Photo-based referring expression data:
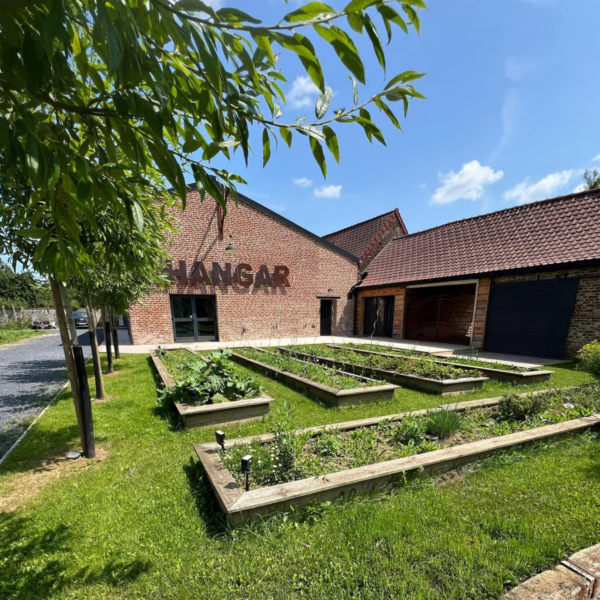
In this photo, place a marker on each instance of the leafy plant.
(519, 408)
(211, 381)
(589, 359)
(411, 430)
(444, 422)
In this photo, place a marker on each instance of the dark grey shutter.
(530, 318)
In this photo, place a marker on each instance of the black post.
(107, 343)
(89, 448)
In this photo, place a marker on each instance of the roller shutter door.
(530, 318)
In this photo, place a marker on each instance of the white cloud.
(468, 183)
(515, 69)
(303, 92)
(547, 187)
(329, 191)
(303, 182)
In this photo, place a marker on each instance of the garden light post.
(246, 464)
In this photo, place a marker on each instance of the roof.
(277, 217)
(357, 239)
(559, 231)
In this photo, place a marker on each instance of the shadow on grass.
(22, 542)
(206, 503)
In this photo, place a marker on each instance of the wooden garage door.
(530, 318)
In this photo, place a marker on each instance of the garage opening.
(530, 318)
(379, 316)
(440, 313)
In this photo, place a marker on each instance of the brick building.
(524, 280)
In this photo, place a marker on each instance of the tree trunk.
(64, 336)
(100, 393)
(115, 333)
(69, 315)
(107, 340)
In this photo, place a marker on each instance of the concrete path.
(31, 372)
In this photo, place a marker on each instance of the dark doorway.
(531, 318)
(326, 316)
(440, 313)
(194, 318)
(379, 316)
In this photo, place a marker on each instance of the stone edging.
(577, 578)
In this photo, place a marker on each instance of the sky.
(511, 116)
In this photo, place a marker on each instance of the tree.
(105, 105)
(591, 178)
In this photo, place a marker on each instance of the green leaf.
(308, 11)
(405, 77)
(344, 47)
(317, 151)
(375, 41)
(359, 5)
(354, 90)
(266, 147)
(323, 102)
(286, 136)
(332, 142)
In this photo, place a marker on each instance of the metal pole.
(89, 448)
(107, 343)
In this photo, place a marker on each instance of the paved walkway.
(31, 372)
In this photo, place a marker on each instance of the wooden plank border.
(240, 506)
(238, 411)
(332, 396)
(445, 387)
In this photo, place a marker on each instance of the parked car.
(80, 318)
(43, 324)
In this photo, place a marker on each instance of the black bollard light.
(220, 437)
(246, 464)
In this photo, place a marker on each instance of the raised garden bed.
(212, 414)
(321, 485)
(365, 390)
(498, 371)
(445, 386)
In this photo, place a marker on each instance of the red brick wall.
(585, 322)
(252, 312)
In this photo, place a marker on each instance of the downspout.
(353, 292)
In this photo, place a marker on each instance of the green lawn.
(10, 336)
(140, 524)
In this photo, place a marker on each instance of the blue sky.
(512, 116)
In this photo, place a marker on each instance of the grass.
(140, 524)
(10, 336)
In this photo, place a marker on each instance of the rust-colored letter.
(243, 275)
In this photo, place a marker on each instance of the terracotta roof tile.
(551, 232)
(357, 238)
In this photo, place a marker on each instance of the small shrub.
(411, 430)
(519, 408)
(444, 422)
(589, 359)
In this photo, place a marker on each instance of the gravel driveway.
(31, 372)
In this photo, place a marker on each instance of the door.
(194, 318)
(440, 314)
(326, 316)
(379, 316)
(530, 318)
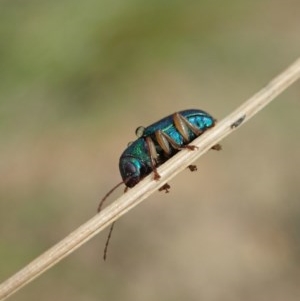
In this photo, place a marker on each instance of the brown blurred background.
(77, 78)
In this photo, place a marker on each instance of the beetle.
(157, 143)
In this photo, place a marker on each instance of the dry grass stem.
(148, 186)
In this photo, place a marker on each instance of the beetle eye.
(130, 169)
(140, 131)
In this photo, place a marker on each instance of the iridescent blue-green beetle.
(160, 141)
(157, 143)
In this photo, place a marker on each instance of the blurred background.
(77, 78)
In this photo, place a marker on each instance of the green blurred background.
(77, 78)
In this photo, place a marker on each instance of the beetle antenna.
(112, 225)
(107, 195)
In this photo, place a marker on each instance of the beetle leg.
(153, 157)
(183, 125)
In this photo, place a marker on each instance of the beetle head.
(132, 170)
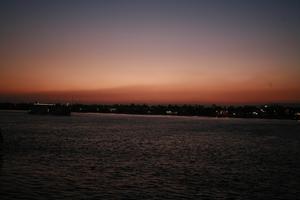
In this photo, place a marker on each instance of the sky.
(155, 51)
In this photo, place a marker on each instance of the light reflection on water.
(88, 156)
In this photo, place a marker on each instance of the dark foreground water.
(103, 156)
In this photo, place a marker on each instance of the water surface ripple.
(106, 156)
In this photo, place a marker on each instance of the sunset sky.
(156, 51)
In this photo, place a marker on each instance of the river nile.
(108, 156)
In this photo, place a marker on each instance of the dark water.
(102, 156)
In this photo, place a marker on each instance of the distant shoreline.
(271, 111)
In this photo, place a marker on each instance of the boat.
(50, 109)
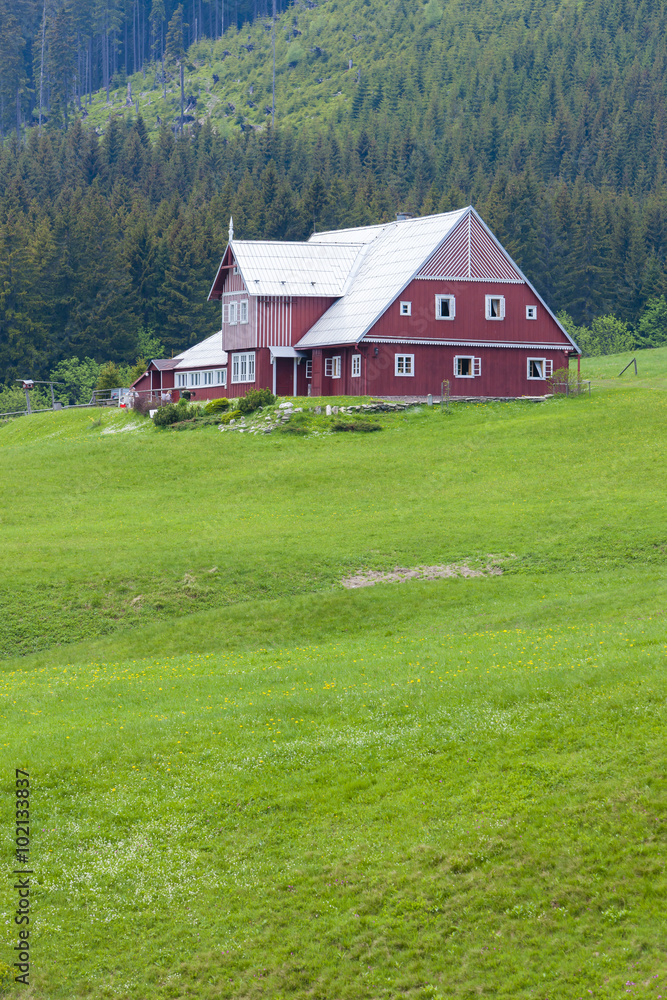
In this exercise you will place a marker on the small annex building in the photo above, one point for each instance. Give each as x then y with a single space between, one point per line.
202 370
389 310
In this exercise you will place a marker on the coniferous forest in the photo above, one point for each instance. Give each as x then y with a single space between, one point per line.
131 131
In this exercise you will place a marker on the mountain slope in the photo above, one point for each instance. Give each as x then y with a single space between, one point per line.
578 93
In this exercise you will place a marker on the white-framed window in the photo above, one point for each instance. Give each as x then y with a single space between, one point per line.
495 307
467 367
243 367
404 364
332 367
540 368
445 307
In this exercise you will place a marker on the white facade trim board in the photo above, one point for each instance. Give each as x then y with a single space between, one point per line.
465 343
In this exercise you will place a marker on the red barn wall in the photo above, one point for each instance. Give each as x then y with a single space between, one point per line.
470 321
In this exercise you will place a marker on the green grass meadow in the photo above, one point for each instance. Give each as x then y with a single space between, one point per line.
250 782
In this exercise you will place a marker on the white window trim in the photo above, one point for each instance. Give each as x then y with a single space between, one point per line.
547 369
239 359
452 306
332 366
488 307
475 366
404 374
197 379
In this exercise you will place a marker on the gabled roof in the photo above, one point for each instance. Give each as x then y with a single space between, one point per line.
164 364
208 353
290 268
392 256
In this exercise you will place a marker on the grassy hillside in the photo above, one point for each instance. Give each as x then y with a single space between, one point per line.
250 782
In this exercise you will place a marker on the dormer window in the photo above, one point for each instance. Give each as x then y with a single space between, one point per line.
445 307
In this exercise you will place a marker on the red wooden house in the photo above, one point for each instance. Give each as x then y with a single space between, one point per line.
202 370
386 310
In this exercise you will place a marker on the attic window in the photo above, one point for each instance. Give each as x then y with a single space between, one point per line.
445 307
465 367
540 368
495 307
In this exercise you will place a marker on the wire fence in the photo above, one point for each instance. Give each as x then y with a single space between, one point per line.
129 399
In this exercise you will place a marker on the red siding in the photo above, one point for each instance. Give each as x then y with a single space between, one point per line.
305 313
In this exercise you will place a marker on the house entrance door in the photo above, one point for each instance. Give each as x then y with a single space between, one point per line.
284 376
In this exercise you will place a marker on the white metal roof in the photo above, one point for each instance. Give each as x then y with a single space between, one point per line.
360 234
300 269
391 257
208 353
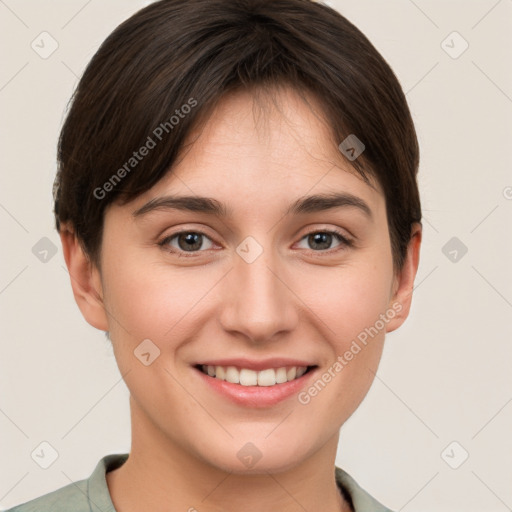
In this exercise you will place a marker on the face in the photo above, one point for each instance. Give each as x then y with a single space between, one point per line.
259 289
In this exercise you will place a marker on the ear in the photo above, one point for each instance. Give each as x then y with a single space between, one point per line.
403 283
85 280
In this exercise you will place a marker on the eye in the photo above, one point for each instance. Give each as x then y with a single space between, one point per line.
321 240
188 241
192 241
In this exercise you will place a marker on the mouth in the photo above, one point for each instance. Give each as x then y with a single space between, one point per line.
267 377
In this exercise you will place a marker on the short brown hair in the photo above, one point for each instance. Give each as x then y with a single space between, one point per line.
176 52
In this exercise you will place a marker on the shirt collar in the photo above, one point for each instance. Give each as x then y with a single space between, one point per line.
100 500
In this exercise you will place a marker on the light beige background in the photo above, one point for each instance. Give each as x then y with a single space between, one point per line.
445 375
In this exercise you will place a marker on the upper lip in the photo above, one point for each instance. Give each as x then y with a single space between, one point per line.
275 362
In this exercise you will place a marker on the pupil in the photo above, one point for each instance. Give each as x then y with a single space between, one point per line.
191 241
319 238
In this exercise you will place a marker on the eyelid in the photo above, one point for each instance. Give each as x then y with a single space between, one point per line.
345 241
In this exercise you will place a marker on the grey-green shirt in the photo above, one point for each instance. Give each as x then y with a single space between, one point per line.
92 495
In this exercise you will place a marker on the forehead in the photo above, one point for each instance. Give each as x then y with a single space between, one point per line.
269 148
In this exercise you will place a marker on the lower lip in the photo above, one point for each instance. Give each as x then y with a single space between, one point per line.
256 396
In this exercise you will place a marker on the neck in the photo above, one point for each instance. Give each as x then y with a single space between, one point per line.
162 475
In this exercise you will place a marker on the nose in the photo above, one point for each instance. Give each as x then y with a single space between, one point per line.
258 302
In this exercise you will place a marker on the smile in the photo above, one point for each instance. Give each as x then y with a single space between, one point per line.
247 377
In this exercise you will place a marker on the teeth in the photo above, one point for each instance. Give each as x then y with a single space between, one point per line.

To do: Within the records above, the line carrying "In this exercise you will place a marker on the forehead" starts the range and the last line ends it. Set down that range exactly.

Worked solution:
In this exercise you will place a marker on the forehead in the photo above, one point for each instance. Give each as x then y with a single space between, one point per line.
269 148
In this exercise you will place a marker on the lower lip in the photo above, one point for each instance. Give each as x then y with a single space between, one point per line.
256 396
In this exercise you will place a marker on the neck in the photo above, one point for each instance. Give each as x then y with a single space between, one point per line.
162 475
In this exercise you will place a marker on the nose in the photo above, one point for each instance. Give each as x then y with a single space between, one point per line.
258 302
In this exercise you will place a marker on the smile in the photo above, one point for each instance. Give each as x then y with a single space between, one point per line.
247 377
In this exercise you will place a marker on the teeth in the photo above, one point for each instance. Give each as x then y with a single space between, one point per line.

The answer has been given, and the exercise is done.